-------- EXCERPT PROVIDED --------
Definition: What is omnichannel?

Omnichannel is a strategy used in e-commerce, retail, and marketing that aims to deliver a consistent and reliable experience to customers across all channels.

As customers transition between different channels, their applications and data follow seamlessly, delivering a uniform experience from start to finish. For a retail e-commerce business, this translates into delivering a consistent shopping experience across all channels – including both physical and digital store fronts.

Most retailers are now multichannel, where they sell their products across more than one channel. Very few, however, are truly omnichannel.

How does omnichannel retail work?

Omnichannel retail works by integrating and synchronizing multiple channels to create a seamless and consistent customer experience, regardless of how or where a customer interacts with the brand. This is achieved by:

  1. Integrating across all channels where the brand interacts with its customers: Whether it’s a physical store, an online website, social media platforms, mobile apps, or call centers, all these channels are integrated. The aim is to ensure that customers can move seamlessly between them without any disruption in their shopping experience.
-------- EXTRACTED MATERIAL --------
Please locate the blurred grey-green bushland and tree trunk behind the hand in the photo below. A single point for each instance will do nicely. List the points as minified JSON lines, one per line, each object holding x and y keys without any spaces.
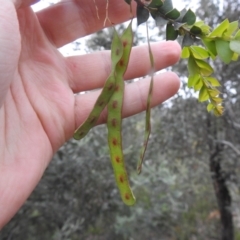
{"x":192,"y":158}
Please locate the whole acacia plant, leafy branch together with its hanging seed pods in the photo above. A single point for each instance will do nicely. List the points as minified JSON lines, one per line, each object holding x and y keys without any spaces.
{"x":199,"y":45}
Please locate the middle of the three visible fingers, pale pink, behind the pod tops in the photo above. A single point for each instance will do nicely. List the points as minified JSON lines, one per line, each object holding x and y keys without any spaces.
{"x":91,"y":71}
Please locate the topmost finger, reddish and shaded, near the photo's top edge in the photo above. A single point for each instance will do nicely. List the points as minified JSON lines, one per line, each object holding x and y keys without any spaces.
{"x":69,"y":20}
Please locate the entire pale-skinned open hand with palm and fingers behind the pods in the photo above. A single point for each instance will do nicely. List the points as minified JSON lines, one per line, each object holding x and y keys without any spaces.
{"x":38,"y":108}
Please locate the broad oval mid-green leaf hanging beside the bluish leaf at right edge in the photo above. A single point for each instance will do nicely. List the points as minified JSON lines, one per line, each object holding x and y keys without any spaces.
{"x":224,"y":51}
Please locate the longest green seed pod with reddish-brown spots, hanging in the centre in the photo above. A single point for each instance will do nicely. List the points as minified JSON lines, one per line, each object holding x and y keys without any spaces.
{"x":114,"y":121}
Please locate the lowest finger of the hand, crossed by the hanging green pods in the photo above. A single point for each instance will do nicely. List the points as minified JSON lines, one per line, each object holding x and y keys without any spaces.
{"x":135,"y":96}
--------
QUESTIONS TO ANSWER
[1] Which channels does the passage on omnichannel retail list as ones the brand integrates?
[2] Pick up the omnichannel retail passage after its final sentence, adding the next points in how omnichannel retail works.

OUTPUTS BY TASK
[1]
- Physical store
- Online website
- Social media platforms
- Mobile apps
- Call centers

[2]
  2. Centralizing data management: This means that every interaction a customer has with the brand – whether they’re browsing the online store, buying in-store, or asking questions on social media – is recorded in a centralized system. This unified approach to data management allows for a more personalized shopping experience as the brand understands the customer’s preferences and history across all channels.
  3. Real-time inventory management: An omnichannel retail approach requires real-time inventory visibility across all channels. This ensures that whether a customer is shopping online or in-store, they have accurate information about the product and its availability.
  4. Offering flexible fulfillment and returns: Omnichannel retail often includes flexible options like buy-online-pick-up-in-store (BOPIS), ship-from-store, and easy cross-channel return options. This flexibility allows customers to choose the most convenient way to receive their purchases and return them if necessary.
  5. Consistent customer service experience: An omnichannel retail experience is incomplete without a customer support that is streamlined across all channels. Whether a customer reaches out via email, phone, or social media, they expect to receive consistent and informed support.
  6. Personalized customer interactions: By leveraging data from various channels, retailers can personalize interactions. For instance, if a customer adds an item to their online cart but doesn’t complete the purchase, they might receive a personalized email reminding them of the item, or see a targeted ad on social media.
  7. Consistent brand experience: The brand’s visual identity, tone, messaging, and overall customer experience must be consistent across all channels. For example, if a promotion is offered in-store, it should also be accessible online and via the brand’s mobile app.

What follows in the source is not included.